Task description: Gather and copy out every line in the items below that contains the word "dark". Case counts.

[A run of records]
__________________________________________________
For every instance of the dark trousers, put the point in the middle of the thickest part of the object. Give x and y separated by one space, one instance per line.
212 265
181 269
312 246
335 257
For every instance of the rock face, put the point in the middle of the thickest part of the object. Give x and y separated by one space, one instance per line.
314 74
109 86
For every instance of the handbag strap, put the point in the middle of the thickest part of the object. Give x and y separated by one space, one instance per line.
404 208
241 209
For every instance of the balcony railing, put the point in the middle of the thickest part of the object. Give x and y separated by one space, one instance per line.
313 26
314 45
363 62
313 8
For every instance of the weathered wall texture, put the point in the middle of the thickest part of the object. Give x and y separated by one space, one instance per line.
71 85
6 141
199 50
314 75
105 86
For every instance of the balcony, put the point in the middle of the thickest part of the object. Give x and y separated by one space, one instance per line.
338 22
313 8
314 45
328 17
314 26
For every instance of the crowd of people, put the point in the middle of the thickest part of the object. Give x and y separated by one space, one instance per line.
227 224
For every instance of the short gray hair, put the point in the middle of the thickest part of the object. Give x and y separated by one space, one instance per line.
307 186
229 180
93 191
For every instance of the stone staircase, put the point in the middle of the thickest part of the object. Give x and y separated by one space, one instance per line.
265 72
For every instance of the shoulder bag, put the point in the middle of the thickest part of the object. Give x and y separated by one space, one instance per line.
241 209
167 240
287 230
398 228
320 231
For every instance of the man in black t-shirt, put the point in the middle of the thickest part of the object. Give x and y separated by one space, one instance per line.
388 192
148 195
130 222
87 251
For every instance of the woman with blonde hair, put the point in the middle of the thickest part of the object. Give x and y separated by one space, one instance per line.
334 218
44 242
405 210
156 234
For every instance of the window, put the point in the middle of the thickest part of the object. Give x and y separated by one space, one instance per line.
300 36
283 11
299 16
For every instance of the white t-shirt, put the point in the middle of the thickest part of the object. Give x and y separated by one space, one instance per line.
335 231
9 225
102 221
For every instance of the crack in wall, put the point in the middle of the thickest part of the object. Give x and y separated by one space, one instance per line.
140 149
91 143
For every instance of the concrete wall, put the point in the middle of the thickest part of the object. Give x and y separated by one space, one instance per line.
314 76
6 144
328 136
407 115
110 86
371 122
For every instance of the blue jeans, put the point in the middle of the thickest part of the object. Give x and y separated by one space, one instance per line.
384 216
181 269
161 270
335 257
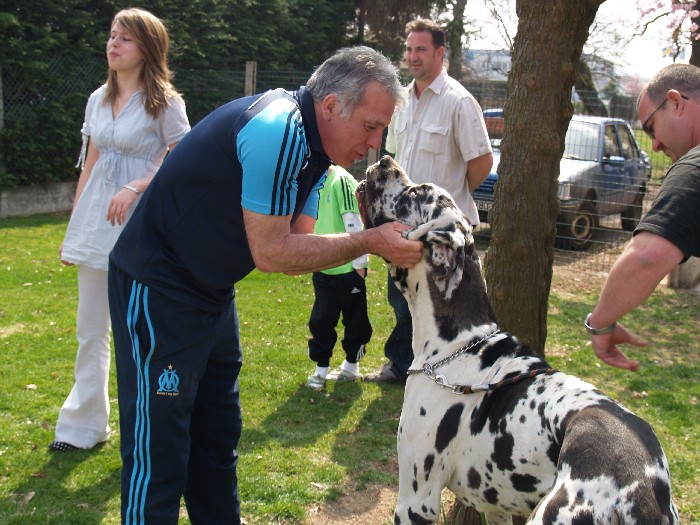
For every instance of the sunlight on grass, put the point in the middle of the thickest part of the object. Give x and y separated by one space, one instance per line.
299 449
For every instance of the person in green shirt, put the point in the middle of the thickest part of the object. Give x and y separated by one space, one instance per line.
339 290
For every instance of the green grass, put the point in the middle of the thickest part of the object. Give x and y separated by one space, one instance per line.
299 449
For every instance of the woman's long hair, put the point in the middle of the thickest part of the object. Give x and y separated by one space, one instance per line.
150 35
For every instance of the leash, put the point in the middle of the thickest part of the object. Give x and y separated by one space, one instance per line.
429 370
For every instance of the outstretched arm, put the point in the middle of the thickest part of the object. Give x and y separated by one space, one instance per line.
275 248
634 276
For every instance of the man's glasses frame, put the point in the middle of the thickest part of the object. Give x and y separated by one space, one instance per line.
649 130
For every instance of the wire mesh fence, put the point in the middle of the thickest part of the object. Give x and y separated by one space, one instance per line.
604 164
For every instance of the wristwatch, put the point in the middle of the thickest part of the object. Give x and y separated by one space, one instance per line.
598 331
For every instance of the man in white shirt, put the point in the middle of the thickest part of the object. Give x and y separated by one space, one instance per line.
440 137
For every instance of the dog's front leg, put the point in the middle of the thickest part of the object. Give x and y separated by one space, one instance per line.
498 518
421 477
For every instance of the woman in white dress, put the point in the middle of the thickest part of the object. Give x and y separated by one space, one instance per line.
130 124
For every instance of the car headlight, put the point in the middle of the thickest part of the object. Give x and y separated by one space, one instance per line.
564 191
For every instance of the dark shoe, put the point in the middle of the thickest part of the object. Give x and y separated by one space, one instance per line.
384 375
59 446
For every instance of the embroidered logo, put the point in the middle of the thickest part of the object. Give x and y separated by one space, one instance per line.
168 382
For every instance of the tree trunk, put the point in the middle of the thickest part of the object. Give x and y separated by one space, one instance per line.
587 92
455 31
695 46
538 109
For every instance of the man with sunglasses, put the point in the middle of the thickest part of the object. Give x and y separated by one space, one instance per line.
669 233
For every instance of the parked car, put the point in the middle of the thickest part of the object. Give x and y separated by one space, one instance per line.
603 172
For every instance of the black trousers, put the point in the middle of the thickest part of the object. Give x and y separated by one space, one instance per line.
344 294
179 406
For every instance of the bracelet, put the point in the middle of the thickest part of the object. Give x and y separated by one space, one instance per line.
598 331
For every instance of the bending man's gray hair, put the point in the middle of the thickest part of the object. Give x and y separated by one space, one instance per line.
684 78
347 74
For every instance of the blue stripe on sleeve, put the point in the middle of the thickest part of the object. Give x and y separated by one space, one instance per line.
271 148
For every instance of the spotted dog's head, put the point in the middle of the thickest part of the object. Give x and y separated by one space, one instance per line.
387 194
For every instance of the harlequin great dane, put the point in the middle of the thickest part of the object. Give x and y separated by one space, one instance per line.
487 417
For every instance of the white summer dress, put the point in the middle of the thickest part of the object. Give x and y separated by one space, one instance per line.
131 146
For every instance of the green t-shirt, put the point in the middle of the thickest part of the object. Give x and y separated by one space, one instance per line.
337 197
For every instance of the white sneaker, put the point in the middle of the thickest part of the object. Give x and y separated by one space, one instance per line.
342 376
316 382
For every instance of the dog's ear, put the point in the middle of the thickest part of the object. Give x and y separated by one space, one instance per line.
445 242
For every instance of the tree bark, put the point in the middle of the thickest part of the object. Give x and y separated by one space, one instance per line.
537 110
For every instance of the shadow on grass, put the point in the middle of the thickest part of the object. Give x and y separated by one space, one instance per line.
62 492
305 417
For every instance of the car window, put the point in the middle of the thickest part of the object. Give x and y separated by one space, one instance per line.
581 142
629 149
611 148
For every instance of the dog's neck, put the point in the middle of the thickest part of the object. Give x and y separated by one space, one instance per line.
441 326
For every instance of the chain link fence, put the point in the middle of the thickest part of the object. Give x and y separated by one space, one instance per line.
40 138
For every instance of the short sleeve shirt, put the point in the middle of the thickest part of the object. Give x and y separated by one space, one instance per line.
675 212
435 136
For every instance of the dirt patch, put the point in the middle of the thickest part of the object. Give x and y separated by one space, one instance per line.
371 506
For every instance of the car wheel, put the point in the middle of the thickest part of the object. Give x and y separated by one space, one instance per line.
632 215
578 234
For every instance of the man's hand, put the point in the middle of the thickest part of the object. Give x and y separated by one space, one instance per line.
606 348
392 246
119 205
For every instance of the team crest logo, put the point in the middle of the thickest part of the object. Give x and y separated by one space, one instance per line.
168 382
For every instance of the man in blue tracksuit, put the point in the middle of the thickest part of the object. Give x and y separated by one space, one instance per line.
240 191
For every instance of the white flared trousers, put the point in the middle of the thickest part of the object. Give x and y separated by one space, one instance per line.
83 419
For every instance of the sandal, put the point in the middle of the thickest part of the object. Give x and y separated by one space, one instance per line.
59 446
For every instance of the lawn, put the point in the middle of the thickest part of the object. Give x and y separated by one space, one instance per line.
304 456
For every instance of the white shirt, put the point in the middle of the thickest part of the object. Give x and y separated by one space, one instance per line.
435 136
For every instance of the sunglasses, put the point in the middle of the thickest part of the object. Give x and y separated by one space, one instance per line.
649 130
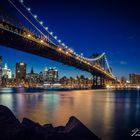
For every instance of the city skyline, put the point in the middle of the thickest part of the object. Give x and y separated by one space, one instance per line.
109 28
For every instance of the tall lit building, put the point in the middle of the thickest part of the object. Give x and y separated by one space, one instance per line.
20 71
50 75
6 72
0 70
134 78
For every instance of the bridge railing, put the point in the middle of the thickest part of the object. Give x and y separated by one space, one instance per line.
30 36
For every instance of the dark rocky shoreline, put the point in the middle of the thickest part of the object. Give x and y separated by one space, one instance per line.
12 129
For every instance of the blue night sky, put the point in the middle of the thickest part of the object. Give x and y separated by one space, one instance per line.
88 27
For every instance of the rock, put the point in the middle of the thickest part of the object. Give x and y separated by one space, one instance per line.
60 129
79 130
12 129
9 125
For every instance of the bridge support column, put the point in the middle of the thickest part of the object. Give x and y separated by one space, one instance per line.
98 82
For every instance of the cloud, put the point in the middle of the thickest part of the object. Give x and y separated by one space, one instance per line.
122 62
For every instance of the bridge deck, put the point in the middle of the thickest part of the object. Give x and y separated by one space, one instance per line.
13 37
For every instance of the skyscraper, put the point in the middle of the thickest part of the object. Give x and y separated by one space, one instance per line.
51 75
0 70
6 72
20 71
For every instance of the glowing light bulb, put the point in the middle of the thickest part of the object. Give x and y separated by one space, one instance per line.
29 9
51 33
21 1
59 41
46 28
35 16
41 22
55 37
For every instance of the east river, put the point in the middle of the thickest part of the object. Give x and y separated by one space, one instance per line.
110 114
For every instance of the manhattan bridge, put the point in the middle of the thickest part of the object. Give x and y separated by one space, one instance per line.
36 38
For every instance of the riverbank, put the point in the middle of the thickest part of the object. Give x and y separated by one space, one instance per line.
12 129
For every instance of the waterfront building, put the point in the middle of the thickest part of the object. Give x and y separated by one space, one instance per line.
20 71
7 73
76 82
50 75
134 78
32 78
0 70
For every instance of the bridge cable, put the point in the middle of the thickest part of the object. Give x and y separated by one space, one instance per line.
28 19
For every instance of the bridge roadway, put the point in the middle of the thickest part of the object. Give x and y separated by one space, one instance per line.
23 40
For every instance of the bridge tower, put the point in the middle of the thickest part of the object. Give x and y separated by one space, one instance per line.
0 71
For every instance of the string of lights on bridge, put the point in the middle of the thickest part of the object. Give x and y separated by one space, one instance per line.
35 16
55 37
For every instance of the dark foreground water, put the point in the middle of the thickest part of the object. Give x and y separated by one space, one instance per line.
109 114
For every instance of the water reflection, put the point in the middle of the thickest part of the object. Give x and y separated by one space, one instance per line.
110 114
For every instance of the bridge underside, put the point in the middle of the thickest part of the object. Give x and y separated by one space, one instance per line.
15 41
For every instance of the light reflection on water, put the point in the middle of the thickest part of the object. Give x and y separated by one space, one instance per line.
109 114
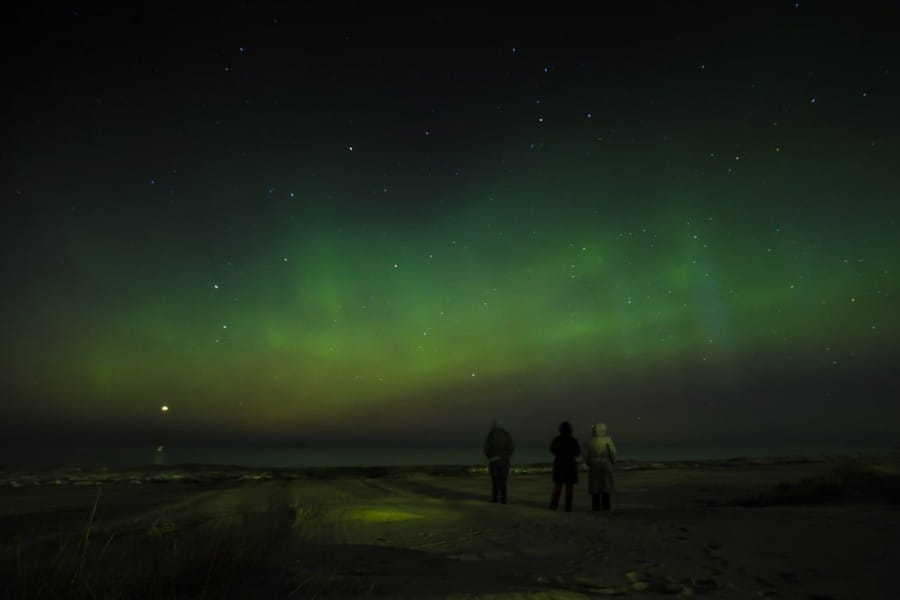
__________________________________________________
Exercise response:
For every instance of the dark trousers, put the point in the middle of the thickest part of the object. Give x and y separated by one space, one instance per line.
For every instance of the dark shoe, put the point in the middle of the thickest part of the object. Give x and y separated by one space, one instance per line.
For every instance of the dark rocky shoreline, put the point in the middle of the thickest part of the object. Give x and y separated by one space, one instance per line.
For every instance of the dark foreground water, put the point in the middle of the thickest part of the object. Give x and y separated by one space, one instance per line.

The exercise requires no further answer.